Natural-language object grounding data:
★ ★ ★ ★

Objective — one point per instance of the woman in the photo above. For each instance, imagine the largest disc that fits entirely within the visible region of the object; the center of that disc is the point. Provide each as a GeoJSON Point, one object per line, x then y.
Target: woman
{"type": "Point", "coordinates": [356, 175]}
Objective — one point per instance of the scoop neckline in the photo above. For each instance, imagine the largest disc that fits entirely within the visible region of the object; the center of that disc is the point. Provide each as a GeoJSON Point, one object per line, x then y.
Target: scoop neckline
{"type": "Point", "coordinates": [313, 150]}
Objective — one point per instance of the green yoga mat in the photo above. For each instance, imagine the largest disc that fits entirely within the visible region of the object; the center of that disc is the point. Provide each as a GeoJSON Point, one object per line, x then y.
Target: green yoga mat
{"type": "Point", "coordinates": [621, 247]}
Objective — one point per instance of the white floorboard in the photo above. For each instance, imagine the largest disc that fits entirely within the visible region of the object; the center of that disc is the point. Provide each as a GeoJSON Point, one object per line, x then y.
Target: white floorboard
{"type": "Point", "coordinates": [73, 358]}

★ ★ ★ ★

> **What is required**
Copy the data exactly. Leave nothing out.

> **Solution**
Objective — one point per instance of the woman in the photo above. For each instance, imagine the largest disc that fits entirely within the visible region of the object; the center of that disc is the point. Provide each as a GeoJSON Point, one object per line, x then y.
Target: woman
{"type": "Point", "coordinates": [356, 175]}
Objective — one point per instance of the scoop neckline in the photo above. For each instance, imagine the largest disc that fits entirely within the visible region of the object; the center of that disc is the point. Provide each as a GeoJSON Point, one object per line, x then y.
Target: scoop neckline
{"type": "Point", "coordinates": [313, 150]}
Objective — one point per instance of the green yoga mat in the photo above. For each instance, imagine the largest disc that fits entirely within the visible region of the object; the center of that disc is the point. Provide each as a GeoJSON Point, one object per line, x then y.
Target: green yoga mat
{"type": "Point", "coordinates": [621, 247]}
Objective — one point per instance of the white floorboard in the photo above. For each instance, imagine the largest disc that fits entirely within the visible region of the object; the center of that disc is the point. Provide each as a GeoJSON Point, one object per line, x then y.
Target: white floorboard
{"type": "Point", "coordinates": [73, 358]}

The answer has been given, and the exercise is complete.